Retype the complete listing without any change.
■ ■ ■ ■ ■ ■ ■
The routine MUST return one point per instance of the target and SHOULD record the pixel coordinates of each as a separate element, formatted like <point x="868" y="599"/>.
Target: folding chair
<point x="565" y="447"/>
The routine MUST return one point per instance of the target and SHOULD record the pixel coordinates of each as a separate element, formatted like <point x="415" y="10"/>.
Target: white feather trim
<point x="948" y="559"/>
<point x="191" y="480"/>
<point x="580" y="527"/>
■ ■ ■ ■ ■ ■ ■
Answer to this problem:
The routine MUST return one point per instance of the target and SHOULD record the pixel coordinates of each as a separate element, formatted like <point x="868" y="599"/>.
Target: folding chair
<point x="565" y="447"/>
The routine MUST return one point per instance of the target and SHOULD record the pixel coordinates of each as a separate element, formatted like <point x="415" y="10"/>.
Target: white feather trim
<point x="948" y="559"/>
<point x="191" y="480"/>
<point x="580" y="527"/>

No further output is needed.